Let is assume your initial state is $|0\rangle $

Apply Hadamard once, it $H|0\rangle$ becomes $$\frac{1}{\sqrt2}(|0\rangle+|1\rangle)= \frac{1}{\sqrt2}|0\rangle + \frac{1}{\sqrt2}|1\rangle $$

Now we apply Hadamard again to the result $H (\frac{1}{\sqrt2}|0\rangle + \frac{1}{\sqrt2}|1\rangle) $, I am gonna split it in 2 steps.

----

Rewrite the Hadamard passage starting at the words "Let is assume" and ending after "in 2 steps.", replacing "Hadamard" with "the Hadamard gate" each time it appears.

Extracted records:
----

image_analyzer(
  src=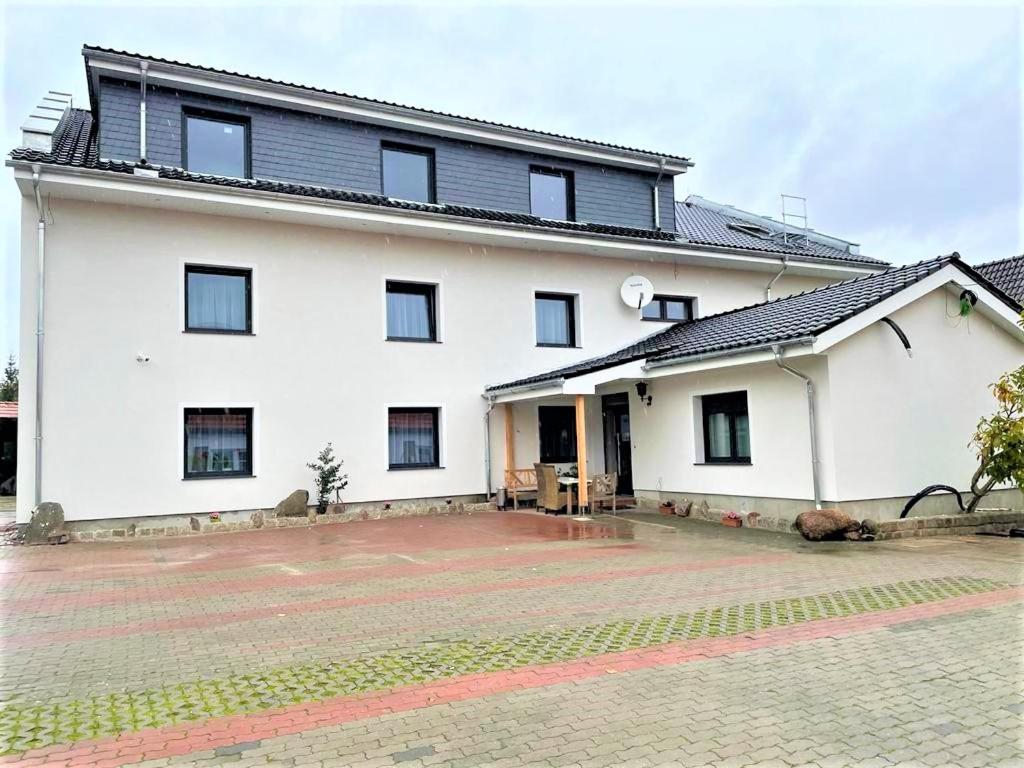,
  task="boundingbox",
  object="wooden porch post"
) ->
[577,394,590,514]
[505,402,515,470]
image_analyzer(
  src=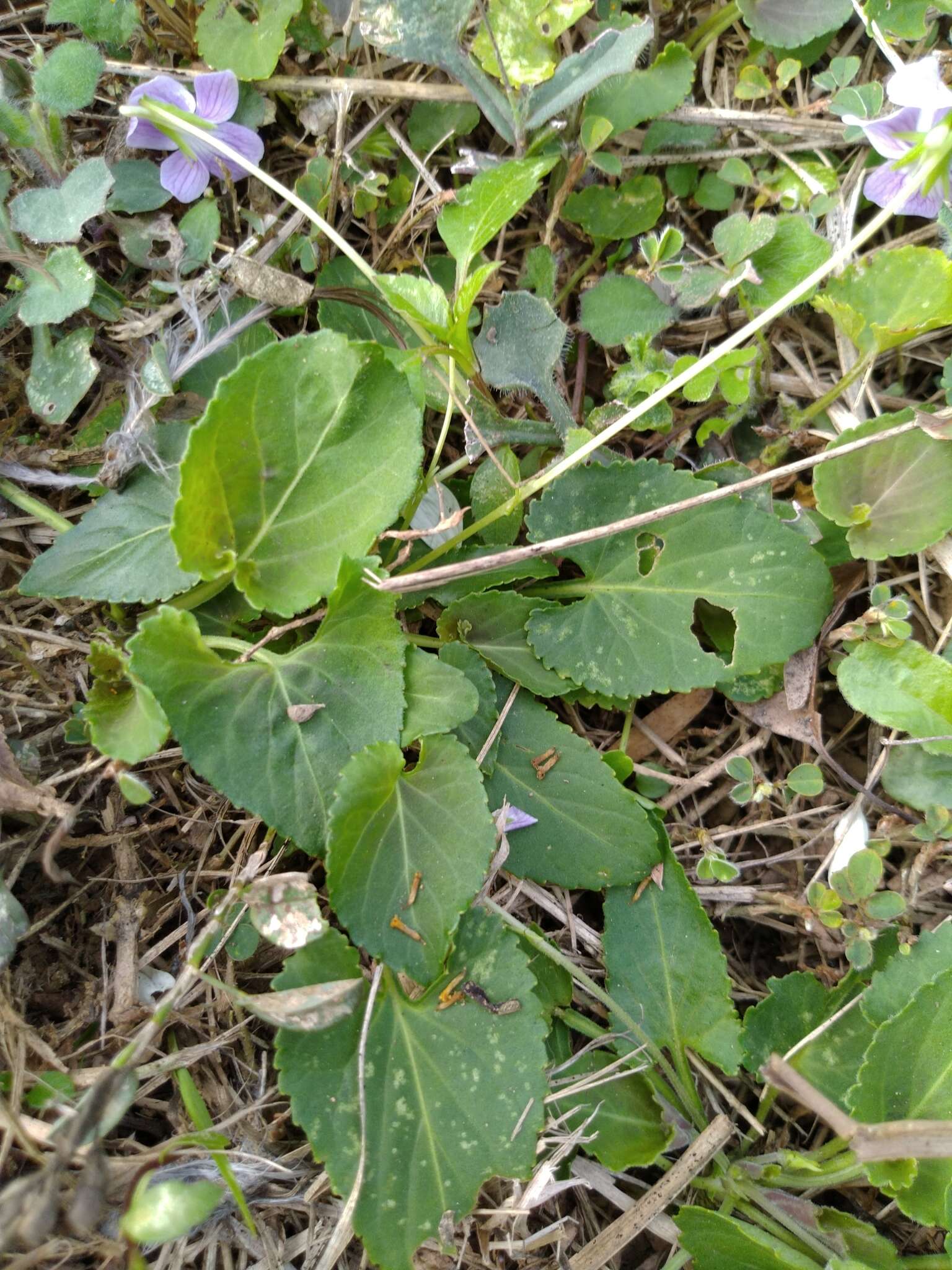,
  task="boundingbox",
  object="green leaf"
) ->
[579,273,674,348]
[837,640,952,755]
[739,213,832,309]
[849,970,952,1225]
[882,745,952,812]
[526,22,654,128]
[171,332,421,617]
[472,291,575,437]
[585,43,694,132]
[120,1170,224,1243]
[0,877,29,970]
[19,423,198,605]
[814,411,952,560]
[400,647,480,745]
[27,326,99,423]
[604,843,741,1073]
[439,642,499,776]
[10,159,113,242]
[130,561,405,855]
[437,590,575,697]
[555,1050,674,1172]
[327,737,496,983]
[486,681,659,890]
[470,446,523,546]
[82,639,169,766]
[195,0,301,80]
[274,910,547,1270]
[562,177,664,242]
[814,246,952,353]
[33,39,105,114]
[738,0,853,48]
[677,1206,818,1270]
[437,157,556,291]
[46,0,138,47]
[527,460,832,697]
[19,246,97,326]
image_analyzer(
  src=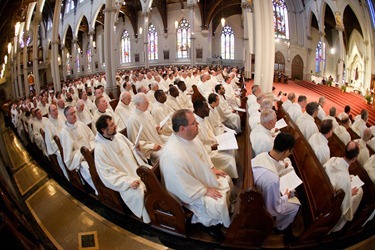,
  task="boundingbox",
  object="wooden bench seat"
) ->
[223,115,274,248]
[81,147,130,214]
[279,107,345,242]
[137,163,192,237]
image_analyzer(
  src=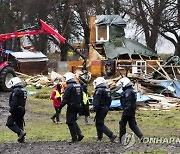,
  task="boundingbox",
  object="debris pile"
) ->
[25,75,53,86]
[106,57,180,110]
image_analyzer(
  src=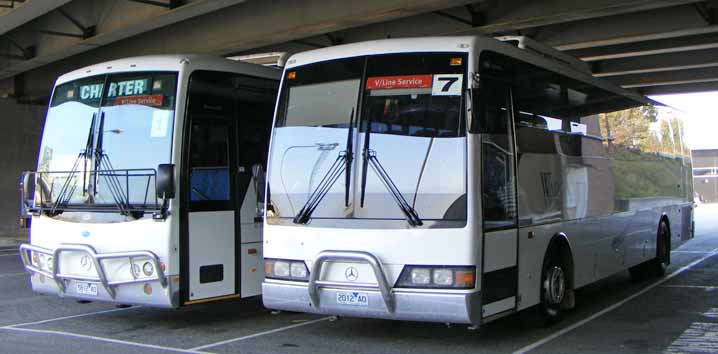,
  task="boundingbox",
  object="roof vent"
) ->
[227,52,288,68]
[496,36,592,75]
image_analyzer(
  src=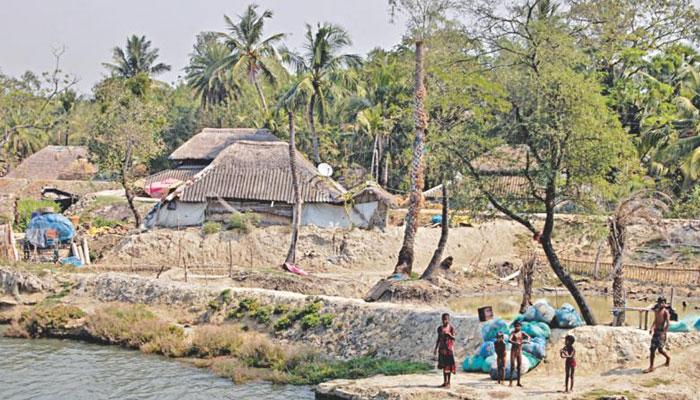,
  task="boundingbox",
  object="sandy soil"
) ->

----

Solution -
Let is assume your initial state is $|0\rangle $

Apply the Hadamard gate once, it $H|0\rangle$ becomes $$\frac{1}{\sqrt2}(|0\rangle+|1\rangle)= \frac{1}{\sqrt2}|0\rangle + \frac{1}{\sqrt2}|1\rangle $$

Now we apply the Hadamard gate again to the result $H (\frac{1}{\sqrt2}|0\rangle + \frac{1}{\sqrt2}|1\rangle) $, I am gonna split it in 2 steps.